*Exercise goal:* Having read the entries, repeat all of them exactly.

*Records for this task:*

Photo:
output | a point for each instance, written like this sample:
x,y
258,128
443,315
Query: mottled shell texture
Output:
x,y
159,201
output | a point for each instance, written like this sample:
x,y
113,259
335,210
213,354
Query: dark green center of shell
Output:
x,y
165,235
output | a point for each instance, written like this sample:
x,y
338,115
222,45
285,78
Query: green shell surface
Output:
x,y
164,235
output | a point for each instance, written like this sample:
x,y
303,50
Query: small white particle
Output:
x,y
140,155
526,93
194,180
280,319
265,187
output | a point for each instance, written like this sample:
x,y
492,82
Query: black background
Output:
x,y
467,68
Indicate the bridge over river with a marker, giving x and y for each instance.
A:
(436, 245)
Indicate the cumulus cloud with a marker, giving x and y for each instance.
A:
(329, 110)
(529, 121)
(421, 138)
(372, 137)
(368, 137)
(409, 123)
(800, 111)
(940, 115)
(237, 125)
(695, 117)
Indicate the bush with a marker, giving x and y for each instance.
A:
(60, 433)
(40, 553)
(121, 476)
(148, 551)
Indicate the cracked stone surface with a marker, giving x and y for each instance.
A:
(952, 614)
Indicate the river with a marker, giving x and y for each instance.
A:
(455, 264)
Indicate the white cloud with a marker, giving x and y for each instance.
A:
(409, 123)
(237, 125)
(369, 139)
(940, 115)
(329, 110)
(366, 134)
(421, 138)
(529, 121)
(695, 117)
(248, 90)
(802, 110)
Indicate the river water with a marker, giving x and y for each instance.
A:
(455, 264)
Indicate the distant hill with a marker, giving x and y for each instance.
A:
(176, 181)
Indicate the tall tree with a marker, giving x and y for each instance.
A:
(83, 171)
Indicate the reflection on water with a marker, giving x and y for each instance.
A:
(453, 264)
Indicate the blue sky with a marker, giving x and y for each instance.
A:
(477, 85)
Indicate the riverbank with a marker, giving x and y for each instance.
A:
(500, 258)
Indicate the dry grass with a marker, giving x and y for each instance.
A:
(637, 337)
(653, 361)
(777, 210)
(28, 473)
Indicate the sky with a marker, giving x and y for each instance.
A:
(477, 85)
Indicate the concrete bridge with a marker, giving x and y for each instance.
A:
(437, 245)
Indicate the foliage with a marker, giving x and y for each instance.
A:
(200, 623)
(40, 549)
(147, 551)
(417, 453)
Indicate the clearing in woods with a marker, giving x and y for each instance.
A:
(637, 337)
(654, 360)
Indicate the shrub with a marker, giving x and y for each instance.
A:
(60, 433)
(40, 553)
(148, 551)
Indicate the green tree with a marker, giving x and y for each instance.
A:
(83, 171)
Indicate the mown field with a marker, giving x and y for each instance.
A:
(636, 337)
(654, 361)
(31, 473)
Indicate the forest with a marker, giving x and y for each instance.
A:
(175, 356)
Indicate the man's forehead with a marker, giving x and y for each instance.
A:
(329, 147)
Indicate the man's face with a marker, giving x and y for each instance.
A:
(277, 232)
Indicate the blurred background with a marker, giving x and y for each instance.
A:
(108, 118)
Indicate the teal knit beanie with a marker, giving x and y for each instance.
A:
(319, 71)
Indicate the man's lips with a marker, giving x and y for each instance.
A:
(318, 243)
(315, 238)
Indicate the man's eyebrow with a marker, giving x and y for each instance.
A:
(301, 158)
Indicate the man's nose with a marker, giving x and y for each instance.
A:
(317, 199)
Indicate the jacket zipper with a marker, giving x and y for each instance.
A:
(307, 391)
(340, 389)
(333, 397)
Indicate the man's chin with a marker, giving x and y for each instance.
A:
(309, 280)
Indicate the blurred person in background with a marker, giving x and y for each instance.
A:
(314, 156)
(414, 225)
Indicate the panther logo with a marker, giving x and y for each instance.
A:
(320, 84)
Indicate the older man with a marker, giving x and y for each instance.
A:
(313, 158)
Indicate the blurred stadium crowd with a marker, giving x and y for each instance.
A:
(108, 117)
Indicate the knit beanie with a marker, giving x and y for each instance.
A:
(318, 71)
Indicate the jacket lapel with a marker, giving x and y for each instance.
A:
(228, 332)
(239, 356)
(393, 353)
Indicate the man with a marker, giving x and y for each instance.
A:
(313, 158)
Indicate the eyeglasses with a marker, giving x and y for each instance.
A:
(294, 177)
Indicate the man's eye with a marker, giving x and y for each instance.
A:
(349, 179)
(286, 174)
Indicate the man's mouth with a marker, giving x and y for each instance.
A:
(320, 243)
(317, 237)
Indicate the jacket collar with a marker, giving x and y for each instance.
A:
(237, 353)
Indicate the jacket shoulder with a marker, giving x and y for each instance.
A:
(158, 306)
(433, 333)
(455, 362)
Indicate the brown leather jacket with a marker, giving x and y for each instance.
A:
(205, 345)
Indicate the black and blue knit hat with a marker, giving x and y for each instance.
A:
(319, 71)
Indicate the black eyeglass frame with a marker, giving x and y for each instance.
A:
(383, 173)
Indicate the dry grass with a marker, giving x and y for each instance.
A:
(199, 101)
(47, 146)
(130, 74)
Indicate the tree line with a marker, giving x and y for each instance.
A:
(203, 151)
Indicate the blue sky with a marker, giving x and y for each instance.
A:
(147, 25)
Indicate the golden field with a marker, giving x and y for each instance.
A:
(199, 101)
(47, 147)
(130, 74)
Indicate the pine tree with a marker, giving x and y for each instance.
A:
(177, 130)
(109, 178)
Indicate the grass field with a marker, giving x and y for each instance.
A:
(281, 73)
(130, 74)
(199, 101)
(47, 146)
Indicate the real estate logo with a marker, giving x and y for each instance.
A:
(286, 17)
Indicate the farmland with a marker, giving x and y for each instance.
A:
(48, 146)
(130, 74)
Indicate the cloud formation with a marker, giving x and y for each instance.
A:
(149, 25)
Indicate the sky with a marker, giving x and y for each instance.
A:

*Result of this task:*
Photo:
output | a point for each instance, written like this sample:
x,y
258,128
443,315
Query: mottled shell texture
Output:
x,y
159,201
output | a point for each instance, written like this sample:
x,y
113,259
335,210
213,354
Query: dark green center of shell
Output:
x,y
165,235
output | a point for each instance, written like this sample:
x,y
338,115
222,45
285,78
Query: green shell surface
Output:
x,y
164,235
output | a point for each instance, written like this sample:
x,y
303,50
Query: small white particle
Output:
x,y
140,155
526,93
194,180
280,319
265,187
output | a point for each instance, written like this sample:
x,y
492,82
Query: black background
Output:
x,y
467,68
Indicate the bridge over river with a marker, giving x and y for each instance.
A:
(436, 245)
Indicate the cumulus cloud with a marker, giving x and y for each instance.
A:
(329, 110)
(529, 121)
(421, 138)
(372, 137)
(368, 137)
(409, 123)
(800, 111)
(940, 115)
(237, 125)
(695, 117)
Indicate the bush with a marker, giving x and y for each instance.
A:
(60, 433)
(40, 553)
(121, 476)
(148, 551)
Indicate the cracked stone surface with a marker, giving x and y for each instance.
A:
(952, 614)
Indicate the river with a marker, giving x and y for each instance.
A:
(455, 264)
Indicate the white cloud with a marker, giving x and y for each instance.
A:
(409, 123)
(237, 125)
(369, 139)
(940, 115)
(329, 110)
(366, 134)
(421, 138)
(529, 121)
(695, 117)
(248, 90)
(802, 110)
Indicate the river water with a marker, giving x and y for each instance.
A:
(455, 264)
Indicate the distant hill with a marker, giving x and y for each instance.
A:
(176, 181)
Indicate the tall tree with a marker, giving x and y for each instance.
A:
(83, 171)
Indicate the reflection on water with a marker, giving x and y for each instance.
A:
(453, 264)
Indicate the blue sky with a marker, giving x and y for each instance.
A:
(477, 85)
Indicate the riverbank with a marker, giving x and y for each instance.
A:
(500, 258)
Indicate the dry grass with a marker, giving x and y for each instance.
A:
(637, 337)
(653, 361)
(777, 210)
(28, 473)
Indicate the sky with a marker, giving x and y for each instance.
A:
(477, 85)
Indicate the concrete bridge with a marker, giving x and y for each instance.
A:
(437, 245)
Indicate the foliage with a marker, giving x and y for each instance.
A:
(200, 623)
(40, 549)
(147, 551)
(417, 453)
Indicate the clearing in woods with a marker, giving x and y for each instance.
A:
(637, 337)
(654, 360)
Indicate the shrub with a marker, giving x and y for each instance.
A:
(60, 433)
(40, 553)
(148, 551)
Indicate the green tree with a marker, giving x and y for each instance.
A:
(83, 171)
Indicate the mown field with a marker, giving x and y for each instance.
A:
(636, 337)
(654, 361)
(31, 473)
Indicate the forest with a marker, giving x and y for each instance.
A:
(175, 356)
Indicate the man's forehead with a marker, giving x and y for each instance.
A:
(329, 147)
Indicate the man's face with a marker, giving x and y for each instance.
A:
(277, 232)
Indicate the blurred background with a marker, giving x and y for each instance.
A:
(108, 118)
Indicate the teal knit beanie with a marker, giving x and y for each instance.
A:
(319, 71)
Indicate the man's lips with a marker, giving x and y for each instance.
A:
(318, 243)
(315, 238)
Indicate the man's eyebrow with a marker, giving x and y for each instance.
A:
(301, 158)
Indicate the man's nose with a marker, giving x and y for each instance.
A:
(317, 199)
Indicate the jacket zipper with a marker, giving x and y for each instance.
A:
(307, 391)
(340, 389)
(333, 397)
Indicate the man's chin with a marker, giving x and y for each instance.
A:
(309, 280)
Indicate the blurred person in background with a marker, giving x and y for each instance.
A:
(314, 156)
(414, 225)
Indicate the panther logo with a marker, giving x and y for each instance.
A:
(320, 84)
Indicate the older man with a marker, giving x and y for each instance.
A:
(313, 158)
Indicate the blurred stadium crowd with a marker, giving x and y for each instance.
A:
(108, 117)
Indicate the knit beanie with a marker, giving x and y for each instance.
A:
(318, 71)
Indicate the jacket lapel with a marker, giving x and y for each instance.
A:
(228, 332)
(239, 356)
(393, 353)
Indicate the man with a marker, giving x and y for each instance.
A:
(313, 158)
Indicate the eyeglasses with a marker, giving x and y for each instance.
A:
(294, 177)
Indicate the man's eye with a marker, giving x and y for each instance.
A:
(349, 179)
(286, 174)
Indicate the man's mouth with a marker, giving x and y for each instance.
A:
(320, 243)
(317, 237)
Indicate the jacket collar with a marker, giving x and y for each instance.
A:
(237, 353)
Indicate the jacket shoulder with a marker, giving x and y for each instance.
A:
(158, 306)
(433, 333)
(455, 362)
Indicate the brown leather jacket with a marker, giving x and y for each instance.
A:
(205, 345)
Indicate the black and blue knit hat with a marker, giving x and y for each instance.
A:
(319, 71)
Indicate the black eyeglass frame with a marker, giving x and y for each instance.
A:
(383, 173)
Indicate the dry grass with a marker, giving x and y for each instance.
A:
(199, 101)
(47, 146)
(130, 74)
Indicate the tree line with a marker, giving x and y for each instance.
A:
(203, 151)
Indicate the blue sky with a marker, giving x and y for each instance.
A:
(147, 25)
Indicate the golden field with a marker, giving x and y for each instance.
A:
(199, 101)
(47, 147)
(130, 74)
Indicate the pine tree with a marker, giving x and y for each instance.
A:
(177, 130)
(109, 178)
Indicate the grass field with a marker, giving x and y for each instance.
A:
(281, 73)
(130, 74)
(199, 101)
(47, 146)
Indicate the real estate logo with a marker, giving x and y for each instance.
A:
(286, 17)
Indicate the farmland with a marker, giving x and y for each instance.
A:
(48, 146)
(130, 74)
Indicate the cloud formation with a marker, giving x and y for each instance.
A:
(149, 25)
Indicate the sky with a marker, giving x and y for each instance.
A:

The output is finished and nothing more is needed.